Direction 1:
What is the default method for extracting features from molecules, according to the thread on FeatureSpacePlot?

Source:
⁂
Running FeatureSpacePlot[mols] gives me an interesting plot and I would like to understand the method.
Does anyone know or can point me to a reference page on how features are extracted for molecules?
Default feature extraction for molecules is the extended connectivity fingerprint, also known as "circular fingerprint" or "Morgan fingerprint". You can access it via undocumented function:
Chemistry`MoleculeFeatureVector[Molecule["glucose"], "ExtendedConnectivity-v1"] (* NumericArray[...] *) or via MoleculeFingerprints Paclet:
PacletInstall["WolframChemistry/MoleculeFingerprints"]; Needs["WolframChemistry`MoleculeFingerprints`"]; WolframChemistry`MoleculeFingerprints`ExtendedConnectivityFingerprint[ Molecule["glucose"]] (* NumericArray[...] *) and the resulting output is a bit vector. It is expected that in version 15.0, this function will be incorporated in the system as MoleculeFingerprint.
Here is a recreation of FeatureSpacePlot for molecules via several underlying steps. Unfortunately, I don't think this is very well documented.
Needs["WolframChemistry`MoleculeFingerprints`"] mols = Molecule /@ {"decane", "L-glucose", "D-glucose", "L-galactose", "D-galactose", "L-fructose", "D-fructose", "nitrogen monoxide", "nitrogen dioxide", "nitric acid"}; (* Calculate molecular fingerprints *) fingerprints = WolframChemistry`MoleculeFingerprints`ExtendedConnectivityFingerprint /@ mols // Normal; (* Standardize features *) standardized = Transpose[Quiet[Check[Standardize[#, Mean, Max], ConstantArray[0., Length[#]]]] & /@ Transpose@N@fingerprints]; (* tSNE reduction *) res = DimensionReduce[standardized, 2, Method -> "TSNE", PerformanceGoal -> "Quality"]; (* Plotting *) Show[FeatureSpacePlot[Legended[mols, "FeatureSpacePlot"], PlotStyle -> GrayLevel[0.8], LabelingFunction -> Function[mol, mol["MolecularFormula"]], PlotMarkers -> {Automatic, Large}], ListPlot[Legended[res, "ExtendedConnectivityFingerprint \[Rule] DimensionReduce"]]]
⁂
Data for processing:
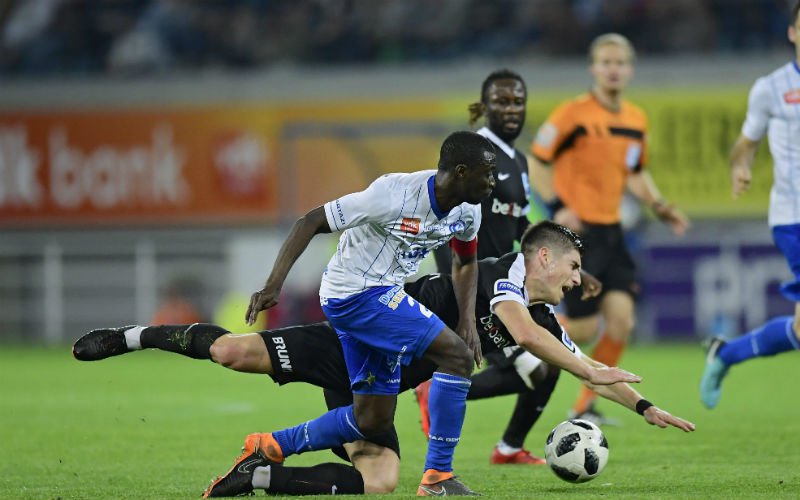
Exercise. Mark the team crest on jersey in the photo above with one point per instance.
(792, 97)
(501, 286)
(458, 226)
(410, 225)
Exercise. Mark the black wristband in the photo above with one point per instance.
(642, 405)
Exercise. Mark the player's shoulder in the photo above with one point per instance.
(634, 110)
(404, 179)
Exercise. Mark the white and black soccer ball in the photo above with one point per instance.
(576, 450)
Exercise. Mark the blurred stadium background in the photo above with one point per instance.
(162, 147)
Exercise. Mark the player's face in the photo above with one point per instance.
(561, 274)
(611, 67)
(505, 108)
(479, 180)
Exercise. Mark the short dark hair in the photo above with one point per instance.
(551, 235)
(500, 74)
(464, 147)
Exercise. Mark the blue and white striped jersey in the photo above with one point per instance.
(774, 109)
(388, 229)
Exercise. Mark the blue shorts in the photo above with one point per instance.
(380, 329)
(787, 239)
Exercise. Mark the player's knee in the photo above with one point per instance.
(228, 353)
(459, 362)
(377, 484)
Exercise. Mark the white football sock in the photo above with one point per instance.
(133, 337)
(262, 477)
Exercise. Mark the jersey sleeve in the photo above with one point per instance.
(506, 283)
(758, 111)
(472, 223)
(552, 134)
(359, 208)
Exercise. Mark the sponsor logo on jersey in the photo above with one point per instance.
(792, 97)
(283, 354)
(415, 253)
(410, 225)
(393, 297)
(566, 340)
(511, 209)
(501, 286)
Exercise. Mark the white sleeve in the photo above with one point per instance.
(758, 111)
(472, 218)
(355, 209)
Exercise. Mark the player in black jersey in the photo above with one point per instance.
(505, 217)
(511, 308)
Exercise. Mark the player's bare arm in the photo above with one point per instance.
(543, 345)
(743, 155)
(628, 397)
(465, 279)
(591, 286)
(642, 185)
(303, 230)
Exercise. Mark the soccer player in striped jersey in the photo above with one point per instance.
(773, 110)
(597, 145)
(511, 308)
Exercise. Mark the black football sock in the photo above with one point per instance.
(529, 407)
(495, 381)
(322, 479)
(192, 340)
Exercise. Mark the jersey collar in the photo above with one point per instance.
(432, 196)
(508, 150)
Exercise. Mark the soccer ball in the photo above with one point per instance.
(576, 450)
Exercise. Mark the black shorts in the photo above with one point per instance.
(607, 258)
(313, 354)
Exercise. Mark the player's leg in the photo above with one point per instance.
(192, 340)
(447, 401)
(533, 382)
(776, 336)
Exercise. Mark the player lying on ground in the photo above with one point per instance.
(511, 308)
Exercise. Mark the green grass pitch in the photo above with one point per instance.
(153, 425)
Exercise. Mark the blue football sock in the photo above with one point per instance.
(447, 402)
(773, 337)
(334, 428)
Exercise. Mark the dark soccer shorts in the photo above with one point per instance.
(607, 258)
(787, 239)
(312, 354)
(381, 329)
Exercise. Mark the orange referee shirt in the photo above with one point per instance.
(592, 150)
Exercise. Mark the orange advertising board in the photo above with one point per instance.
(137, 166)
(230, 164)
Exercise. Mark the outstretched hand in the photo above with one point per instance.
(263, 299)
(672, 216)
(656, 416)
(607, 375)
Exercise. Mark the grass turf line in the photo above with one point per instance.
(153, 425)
⁂
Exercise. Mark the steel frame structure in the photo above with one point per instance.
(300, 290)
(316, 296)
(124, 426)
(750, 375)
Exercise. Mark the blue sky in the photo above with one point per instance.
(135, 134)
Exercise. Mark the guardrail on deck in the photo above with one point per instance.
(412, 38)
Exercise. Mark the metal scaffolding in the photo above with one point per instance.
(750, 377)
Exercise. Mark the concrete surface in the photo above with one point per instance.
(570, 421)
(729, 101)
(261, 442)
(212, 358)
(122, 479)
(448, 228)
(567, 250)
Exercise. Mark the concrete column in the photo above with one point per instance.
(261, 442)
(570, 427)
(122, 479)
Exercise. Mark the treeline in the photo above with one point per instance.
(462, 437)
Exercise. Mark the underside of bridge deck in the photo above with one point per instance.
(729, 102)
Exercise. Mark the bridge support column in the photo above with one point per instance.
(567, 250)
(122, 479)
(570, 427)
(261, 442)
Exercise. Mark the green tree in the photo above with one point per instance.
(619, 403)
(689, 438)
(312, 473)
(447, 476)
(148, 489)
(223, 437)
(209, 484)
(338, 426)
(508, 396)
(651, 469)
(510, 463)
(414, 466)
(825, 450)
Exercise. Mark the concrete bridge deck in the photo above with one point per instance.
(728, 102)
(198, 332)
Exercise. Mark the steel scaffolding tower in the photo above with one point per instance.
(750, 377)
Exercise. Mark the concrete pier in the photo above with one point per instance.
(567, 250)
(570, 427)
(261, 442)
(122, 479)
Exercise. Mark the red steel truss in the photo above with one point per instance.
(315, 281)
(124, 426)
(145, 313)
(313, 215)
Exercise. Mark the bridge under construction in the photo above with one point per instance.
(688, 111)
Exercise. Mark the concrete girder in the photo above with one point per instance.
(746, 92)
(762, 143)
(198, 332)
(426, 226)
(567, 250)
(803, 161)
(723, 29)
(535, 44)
⁂
Direction 2:
Tally the lines of the records that contain the word "deck" and give only the number.

Task solution 1:
The extended connectivity fingerprint, also known as the circular or Morgan fingerprint.

Task solution 2:
3